__Given request__.
Reproduce word for word the lines between the one containing "Where can the person's" and the one containing "<point>64,195</point>", both included.

__Stored data__.
** start **
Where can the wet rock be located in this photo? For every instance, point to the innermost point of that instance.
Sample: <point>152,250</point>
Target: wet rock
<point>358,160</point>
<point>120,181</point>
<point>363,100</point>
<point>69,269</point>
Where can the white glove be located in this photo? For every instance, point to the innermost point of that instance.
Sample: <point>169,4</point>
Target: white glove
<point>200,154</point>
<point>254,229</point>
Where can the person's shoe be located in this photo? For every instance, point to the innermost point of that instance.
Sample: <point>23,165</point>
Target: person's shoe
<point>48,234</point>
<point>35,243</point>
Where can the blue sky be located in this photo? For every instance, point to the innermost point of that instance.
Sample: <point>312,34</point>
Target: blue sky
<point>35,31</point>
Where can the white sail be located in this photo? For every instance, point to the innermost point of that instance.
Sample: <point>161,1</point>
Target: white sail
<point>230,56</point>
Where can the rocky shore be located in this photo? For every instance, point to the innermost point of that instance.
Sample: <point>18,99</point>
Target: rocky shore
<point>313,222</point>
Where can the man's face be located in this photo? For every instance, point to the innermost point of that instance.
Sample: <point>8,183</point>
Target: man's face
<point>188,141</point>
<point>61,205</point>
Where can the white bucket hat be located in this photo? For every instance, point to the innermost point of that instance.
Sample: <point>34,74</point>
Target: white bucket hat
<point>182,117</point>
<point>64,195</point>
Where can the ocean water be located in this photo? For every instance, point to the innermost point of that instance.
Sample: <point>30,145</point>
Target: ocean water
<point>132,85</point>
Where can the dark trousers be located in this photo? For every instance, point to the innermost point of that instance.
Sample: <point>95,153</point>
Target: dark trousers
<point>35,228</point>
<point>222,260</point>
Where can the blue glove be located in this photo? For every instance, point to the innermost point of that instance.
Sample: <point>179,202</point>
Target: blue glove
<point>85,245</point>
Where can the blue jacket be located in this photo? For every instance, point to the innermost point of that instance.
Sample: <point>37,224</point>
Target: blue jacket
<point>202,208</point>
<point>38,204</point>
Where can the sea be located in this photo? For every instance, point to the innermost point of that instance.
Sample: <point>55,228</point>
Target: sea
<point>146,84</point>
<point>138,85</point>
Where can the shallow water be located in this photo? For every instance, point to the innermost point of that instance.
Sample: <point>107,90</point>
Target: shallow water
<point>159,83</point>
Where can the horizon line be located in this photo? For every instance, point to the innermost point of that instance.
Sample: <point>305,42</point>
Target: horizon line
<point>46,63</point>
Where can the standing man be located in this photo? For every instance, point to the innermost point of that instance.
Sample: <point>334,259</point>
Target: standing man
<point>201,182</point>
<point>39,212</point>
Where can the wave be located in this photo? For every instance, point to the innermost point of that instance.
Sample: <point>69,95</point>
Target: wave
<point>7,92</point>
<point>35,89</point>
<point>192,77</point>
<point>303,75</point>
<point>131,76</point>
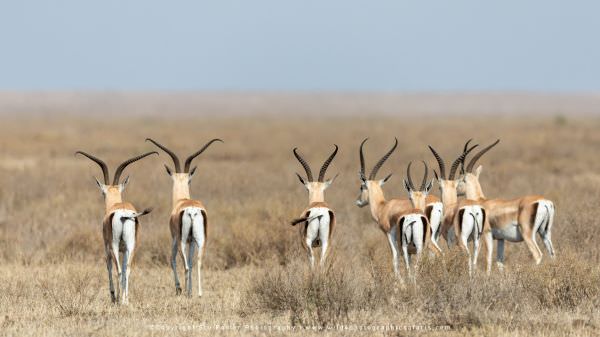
** end **
__Task answer__.
Where can the person's shoe be located in this photo? For every instance, point to the innermost point of that instance.
Sample: <point>23,165</point>
Target: person's shoe
<point>48,234</point>
<point>35,243</point>
Where can the blue sky be located in this photo? For every instance, point to the innermost point of that instance.
Sample: <point>312,34</point>
Target: blue sky
<point>35,31</point>
Where can the white sail be located in this photo? For every instance, point to the innermost point of that instance.
Sample: <point>161,1</point>
Target: white sail
<point>230,56</point>
Where can the rocky shore be located in this photo? For every instance, point to the innermost point of that instance.
Sample: <point>18,99</point>
Target: rocky shore
<point>313,222</point>
Where can the man's face be located in this photo? For every instance, point to the innermost point of that instance.
Sample: <point>8,183</point>
Target: man's face
<point>188,141</point>
<point>61,205</point>
Where can the white bucket hat be located in this photo? For every instance, point to the innermost point of that instance.
Sample: <point>34,74</point>
Target: white bucket hat
<point>182,117</point>
<point>64,195</point>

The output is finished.